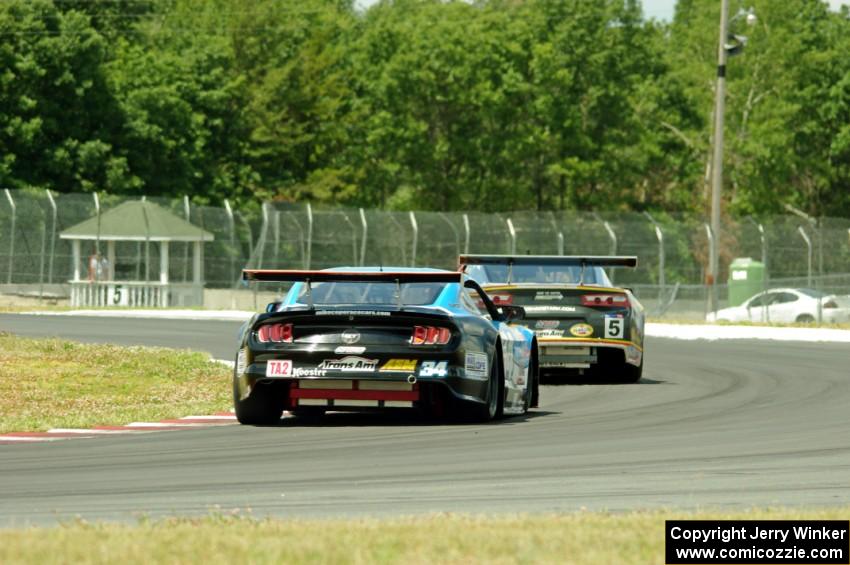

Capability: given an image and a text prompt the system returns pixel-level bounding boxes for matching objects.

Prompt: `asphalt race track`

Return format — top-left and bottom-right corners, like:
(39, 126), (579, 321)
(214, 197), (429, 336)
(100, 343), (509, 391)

(0, 315), (850, 526)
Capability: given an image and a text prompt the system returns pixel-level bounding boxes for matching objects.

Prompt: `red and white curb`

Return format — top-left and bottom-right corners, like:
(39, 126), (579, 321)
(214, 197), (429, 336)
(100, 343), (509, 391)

(0, 412), (236, 445)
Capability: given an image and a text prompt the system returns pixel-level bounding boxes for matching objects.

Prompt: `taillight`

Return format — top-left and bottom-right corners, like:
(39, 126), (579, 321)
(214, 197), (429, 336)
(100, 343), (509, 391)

(257, 324), (292, 343)
(581, 294), (629, 308)
(410, 326), (452, 345)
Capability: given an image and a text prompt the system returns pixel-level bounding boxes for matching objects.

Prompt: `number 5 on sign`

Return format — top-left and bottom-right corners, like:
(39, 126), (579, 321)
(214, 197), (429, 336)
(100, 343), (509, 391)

(605, 316), (625, 338)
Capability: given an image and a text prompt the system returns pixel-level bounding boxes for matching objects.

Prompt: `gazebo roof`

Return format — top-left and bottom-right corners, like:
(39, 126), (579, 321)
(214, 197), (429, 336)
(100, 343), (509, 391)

(59, 200), (214, 241)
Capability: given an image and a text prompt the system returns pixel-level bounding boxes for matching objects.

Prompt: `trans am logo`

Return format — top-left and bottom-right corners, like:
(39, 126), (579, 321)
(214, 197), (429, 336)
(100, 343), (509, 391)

(316, 356), (378, 373)
(570, 324), (593, 337)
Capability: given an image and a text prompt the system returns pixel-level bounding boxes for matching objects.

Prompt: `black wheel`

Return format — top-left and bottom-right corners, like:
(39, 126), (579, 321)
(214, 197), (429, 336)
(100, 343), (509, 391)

(471, 351), (505, 422)
(523, 350), (540, 412)
(233, 371), (283, 426)
(290, 406), (325, 422)
(620, 356), (643, 383)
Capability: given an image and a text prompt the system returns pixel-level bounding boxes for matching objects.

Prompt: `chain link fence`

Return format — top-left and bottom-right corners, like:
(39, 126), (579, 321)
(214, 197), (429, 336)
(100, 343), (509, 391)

(0, 190), (850, 320)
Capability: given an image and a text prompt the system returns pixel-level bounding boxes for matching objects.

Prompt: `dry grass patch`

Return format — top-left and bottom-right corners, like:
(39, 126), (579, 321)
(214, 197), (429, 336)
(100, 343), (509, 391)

(0, 333), (232, 433)
(0, 508), (850, 564)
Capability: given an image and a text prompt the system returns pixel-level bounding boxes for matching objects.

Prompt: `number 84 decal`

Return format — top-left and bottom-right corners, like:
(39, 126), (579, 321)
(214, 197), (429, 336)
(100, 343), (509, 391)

(605, 316), (626, 338)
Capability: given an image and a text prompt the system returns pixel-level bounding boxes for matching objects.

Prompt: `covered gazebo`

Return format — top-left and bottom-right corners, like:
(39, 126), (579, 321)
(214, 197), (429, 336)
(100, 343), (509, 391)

(59, 200), (214, 308)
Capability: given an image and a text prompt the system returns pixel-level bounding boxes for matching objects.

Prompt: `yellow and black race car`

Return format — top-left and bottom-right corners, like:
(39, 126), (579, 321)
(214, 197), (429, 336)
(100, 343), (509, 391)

(458, 255), (644, 382)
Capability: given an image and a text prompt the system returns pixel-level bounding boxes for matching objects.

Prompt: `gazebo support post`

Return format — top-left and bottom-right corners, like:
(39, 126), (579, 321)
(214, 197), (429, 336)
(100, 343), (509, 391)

(104, 239), (115, 281)
(159, 241), (168, 308)
(159, 241), (168, 284)
(71, 239), (80, 282)
(192, 241), (204, 306)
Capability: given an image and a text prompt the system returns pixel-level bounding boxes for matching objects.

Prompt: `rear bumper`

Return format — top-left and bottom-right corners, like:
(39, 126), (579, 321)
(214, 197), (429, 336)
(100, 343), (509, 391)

(537, 337), (643, 369)
(236, 349), (487, 409)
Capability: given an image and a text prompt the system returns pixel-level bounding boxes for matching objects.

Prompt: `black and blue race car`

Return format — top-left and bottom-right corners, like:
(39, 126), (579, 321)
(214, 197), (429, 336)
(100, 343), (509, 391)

(233, 268), (538, 424)
(458, 255), (645, 382)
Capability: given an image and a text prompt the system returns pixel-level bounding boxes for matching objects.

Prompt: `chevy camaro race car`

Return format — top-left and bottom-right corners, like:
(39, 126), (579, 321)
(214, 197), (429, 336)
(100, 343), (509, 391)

(233, 268), (538, 424)
(459, 255), (644, 382)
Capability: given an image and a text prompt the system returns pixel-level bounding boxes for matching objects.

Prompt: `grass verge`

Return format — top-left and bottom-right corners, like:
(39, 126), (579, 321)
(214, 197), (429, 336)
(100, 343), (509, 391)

(646, 318), (850, 330)
(0, 333), (232, 432)
(0, 508), (850, 564)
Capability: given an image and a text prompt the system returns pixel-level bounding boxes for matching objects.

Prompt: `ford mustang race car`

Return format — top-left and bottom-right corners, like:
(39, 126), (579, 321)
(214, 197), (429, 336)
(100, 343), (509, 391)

(233, 268), (538, 424)
(459, 255), (644, 382)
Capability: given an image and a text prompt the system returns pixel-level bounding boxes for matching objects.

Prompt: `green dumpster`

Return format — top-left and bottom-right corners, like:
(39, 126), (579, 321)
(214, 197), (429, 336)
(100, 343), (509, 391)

(728, 257), (766, 306)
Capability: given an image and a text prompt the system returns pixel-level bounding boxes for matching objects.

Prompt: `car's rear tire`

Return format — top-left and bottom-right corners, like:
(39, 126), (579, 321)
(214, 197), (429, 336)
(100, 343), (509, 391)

(620, 356), (643, 383)
(290, 407), (325, 423)
(525, 348), (540, 412)
(470, 352), (505, 422)
(233, 371), (283, 426)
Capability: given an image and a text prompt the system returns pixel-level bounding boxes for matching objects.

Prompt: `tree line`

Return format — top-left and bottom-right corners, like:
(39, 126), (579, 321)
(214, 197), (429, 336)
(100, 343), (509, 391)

(0, 0), (850, 216)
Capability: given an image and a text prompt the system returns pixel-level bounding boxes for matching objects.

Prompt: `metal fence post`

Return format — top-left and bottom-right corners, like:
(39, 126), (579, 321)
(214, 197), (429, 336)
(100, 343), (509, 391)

(183, 195), (192, 283)
(797, 226), (812, 288)
(360, 208), (369, 267)
(410, 210), (419, 267)
(46, 189), (57, 284)
(304, 202), (313, 270)
(92, 192), (100, 253)
(643, 212), (667, 298)
(272, 209), (280, 269)
(254, 202), (271, 269)
(507, 218), (516, 255)
(224, 198), (236, 281)
(3, 188), (18, 284)
(593, 212), (617, 283)
(440, 212), (460, 266)
(703, 222), (717, 321)
(38, 195), (47, 300)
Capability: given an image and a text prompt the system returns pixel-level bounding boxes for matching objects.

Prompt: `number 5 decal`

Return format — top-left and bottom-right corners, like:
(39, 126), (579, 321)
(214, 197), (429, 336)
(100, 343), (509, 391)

(605, 316), (626, 338)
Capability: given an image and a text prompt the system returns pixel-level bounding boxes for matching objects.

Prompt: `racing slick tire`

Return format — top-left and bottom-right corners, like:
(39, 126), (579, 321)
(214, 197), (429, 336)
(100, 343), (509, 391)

(469, 351), (505, 422)
(233, 371), (283, 426)
(523, 348), (540, 412)
(290, 407), (325, 423)
(620, 357), (643, 383)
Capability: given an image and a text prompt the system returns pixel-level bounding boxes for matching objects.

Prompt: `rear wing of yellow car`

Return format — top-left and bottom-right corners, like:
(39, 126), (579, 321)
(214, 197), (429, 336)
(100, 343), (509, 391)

(458, 255), (637, 284)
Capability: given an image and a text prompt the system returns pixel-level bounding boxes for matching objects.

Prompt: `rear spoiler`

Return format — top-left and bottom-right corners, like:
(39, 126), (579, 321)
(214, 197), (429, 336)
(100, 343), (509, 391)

(242, 269), (463, 310)
(242, 269), (463, 284)
(458, 255), (637, 283)
(458, 255), (637, 267)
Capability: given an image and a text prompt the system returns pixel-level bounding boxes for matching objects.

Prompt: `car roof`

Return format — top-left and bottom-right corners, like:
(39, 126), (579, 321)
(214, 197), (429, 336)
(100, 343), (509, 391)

(322, 265), (457, 273)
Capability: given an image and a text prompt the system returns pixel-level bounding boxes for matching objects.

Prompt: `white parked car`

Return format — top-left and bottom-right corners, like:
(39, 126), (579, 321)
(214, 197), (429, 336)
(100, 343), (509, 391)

(705, 288), (850, 324)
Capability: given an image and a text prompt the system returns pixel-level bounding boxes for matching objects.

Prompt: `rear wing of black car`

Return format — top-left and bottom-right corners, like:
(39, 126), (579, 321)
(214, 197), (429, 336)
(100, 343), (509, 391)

(242, 269), (463, 284)
(242, 269), (463, 310)
(458, 255), (637, 283)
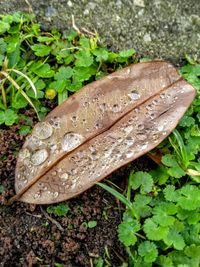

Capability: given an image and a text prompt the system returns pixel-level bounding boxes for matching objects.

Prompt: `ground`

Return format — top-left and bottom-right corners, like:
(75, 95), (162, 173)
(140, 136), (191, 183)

(0, 0), (200, 64)
(0, 0), (200, 267)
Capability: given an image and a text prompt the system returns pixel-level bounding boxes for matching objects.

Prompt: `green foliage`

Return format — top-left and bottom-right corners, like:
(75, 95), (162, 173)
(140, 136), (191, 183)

(47, 203), (70, 216)
(0, 12), (136, 126)
(101, 68), (200, 267)
(87, 221), (97, 228)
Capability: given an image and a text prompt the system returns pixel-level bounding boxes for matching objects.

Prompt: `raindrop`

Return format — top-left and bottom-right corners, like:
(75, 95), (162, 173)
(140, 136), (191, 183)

(99, 103), (107, 112)
(60, 173), (69, 181)
(146, 104), (153, 110)
(126, 150), (134, 159)
(124, 125), (133, 134)
(149, 113), (156, 120)
(49, 117), (60, 128)
(157, 125), (164, 132)
(19, 148), (31, 160)
(28, 135), (43, 150)
(33, 122), (53, 140)
(90, 151), (98, 160)
(125, 136), (135, 146)
(71, 115), (77, 122)
(128, 90), (140, 100)
(52, 192), (59, 198)
(61, 132), (83, 151)
(141, 143), (148, 150)
(160, 93), (166, 99)
(34, 191), (41, 199)
(31, 148), (48, 166)
(152, 99), (158, 105)
(112, 104), (121, 113)
(50, 144), (57, 152)
(137, 124), (144, 131)
(137, 133), (147, 141)
(83, 101), (90, 107)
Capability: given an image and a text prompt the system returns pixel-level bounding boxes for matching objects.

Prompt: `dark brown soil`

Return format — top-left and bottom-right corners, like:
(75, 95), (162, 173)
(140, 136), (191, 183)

(0, 103), (155, 267)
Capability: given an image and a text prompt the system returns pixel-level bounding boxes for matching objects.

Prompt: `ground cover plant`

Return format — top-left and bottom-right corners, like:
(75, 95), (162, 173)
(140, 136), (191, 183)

(0, 13), (200, 267)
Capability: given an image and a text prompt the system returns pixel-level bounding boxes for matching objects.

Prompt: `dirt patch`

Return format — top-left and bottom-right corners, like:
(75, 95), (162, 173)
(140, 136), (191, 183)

(0, 107), (124, 267)
(0, 97), (155, 267)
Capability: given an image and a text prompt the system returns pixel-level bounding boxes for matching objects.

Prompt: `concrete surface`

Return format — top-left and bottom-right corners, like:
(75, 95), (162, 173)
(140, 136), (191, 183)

(0, 0), (200, 63)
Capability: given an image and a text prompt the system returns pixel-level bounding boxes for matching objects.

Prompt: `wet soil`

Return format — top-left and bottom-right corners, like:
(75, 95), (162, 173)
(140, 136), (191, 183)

(0, 101), (155, 267)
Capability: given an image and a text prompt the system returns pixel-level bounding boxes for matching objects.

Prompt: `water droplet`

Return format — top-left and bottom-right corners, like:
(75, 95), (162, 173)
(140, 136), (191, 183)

(34, 191), (41, 199)
(149, 113), (156, 120)
(137, 124), (144, 131)
(152, 134), (158, 140)
(52, 192), (59, 198)
(128, 90), (140, 100)
(146, 104), (153, 110)
(126, 150), (134, 159)
(71, 115), (77, 122)
(28, 135), (43, 150)
(125, 136), (135, 146)
(60, 173), (69, 181)
(136, 133), (147, 141)
(31, 148), (48, 166)
(49, 117), (60, 129)
(90, 151), (99, 160)
(104, 149), (112, 158)
(19, 148), (31, 160)
(160, 93), (166, 99)
(61, 132), (83, 151)
(99, 103), (107, 112)
(50, 144), (57, 152)
(124, 125), (133, 134)
(141, 143), (148, 150)
(33, 122), (53, 140)
(157, 124), (165, 132)
(83, 101), (90, 107)
(23, 177), (28, 184)
(112, 104), (121, 113)
(152, 99), (158, 105)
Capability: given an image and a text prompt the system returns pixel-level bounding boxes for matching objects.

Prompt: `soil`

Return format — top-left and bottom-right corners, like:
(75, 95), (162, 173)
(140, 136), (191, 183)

(0, 101), (155, 267)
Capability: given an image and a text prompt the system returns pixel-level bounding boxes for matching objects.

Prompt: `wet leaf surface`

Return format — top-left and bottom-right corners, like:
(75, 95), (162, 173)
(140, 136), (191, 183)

(12, 61), (195, 204)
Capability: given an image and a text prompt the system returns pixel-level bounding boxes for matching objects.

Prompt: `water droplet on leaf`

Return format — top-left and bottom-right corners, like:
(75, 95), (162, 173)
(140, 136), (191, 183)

(61, 132), (83, 152)
(31, 148), (48, 166)
(33, 122), (53, 140)
(112, 104), (121, 113)
(128, 90), (140, 100)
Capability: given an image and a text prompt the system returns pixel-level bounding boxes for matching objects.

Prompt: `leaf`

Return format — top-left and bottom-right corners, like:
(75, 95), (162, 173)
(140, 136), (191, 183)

(144, 218), (169, 241)
(30, 61), (54, 78)
(177, 184), (200, 210)
(184, 244), (200, 258)
(31, 44), (51, 57)
(164, 229), (185, 250)
(118, 219), (140, 246)
(138, 241), (158, 262)
(0, 21), (10, 34)
(75, 51), (93, 67)
(54, 66), (73, 80)
(0, 109), (18, 126)
(10, 61), (195, 205)
(153, 202), (177, 226)
(92, 48), (108, 62)
(131, 172), (153, 194)
(163, 185), (179, 202)
(47, 203), (70, 216)
(87, 221), (97, 228)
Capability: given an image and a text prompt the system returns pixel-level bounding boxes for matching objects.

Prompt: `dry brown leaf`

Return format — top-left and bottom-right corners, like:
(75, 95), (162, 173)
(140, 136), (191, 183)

(10, 61), (195, 204)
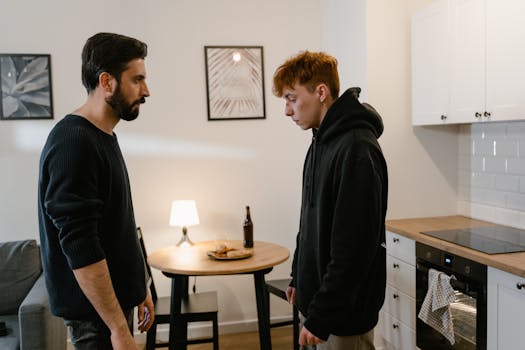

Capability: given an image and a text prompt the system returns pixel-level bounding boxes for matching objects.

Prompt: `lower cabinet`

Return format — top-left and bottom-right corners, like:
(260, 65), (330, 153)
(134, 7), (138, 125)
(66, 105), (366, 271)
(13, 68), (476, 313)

(381, 231), (417, 350)
(487, 267), (525, 350)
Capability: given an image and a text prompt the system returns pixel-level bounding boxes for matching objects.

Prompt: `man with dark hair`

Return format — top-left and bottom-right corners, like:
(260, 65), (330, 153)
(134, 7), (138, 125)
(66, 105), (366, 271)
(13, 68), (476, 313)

(38, 33), (154, 350)
(273, 51), (388, 350)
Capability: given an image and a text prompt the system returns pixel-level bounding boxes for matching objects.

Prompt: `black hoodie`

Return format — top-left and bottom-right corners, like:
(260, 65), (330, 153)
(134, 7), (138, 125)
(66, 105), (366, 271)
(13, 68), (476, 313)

(292, 89), (388, 340)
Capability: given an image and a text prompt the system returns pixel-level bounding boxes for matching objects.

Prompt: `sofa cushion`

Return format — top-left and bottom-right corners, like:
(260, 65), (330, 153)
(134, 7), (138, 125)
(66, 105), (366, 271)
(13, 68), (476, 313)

(0, 315), (20, 350)
(0, 239), (42, 315)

*What the exercise asks:* Pull out every line above that contains the word "fence", copying each one in full. Match case exactly.

*Solution to this task:*
Prompt: `chain link fence`
Prompt: `metal fence post`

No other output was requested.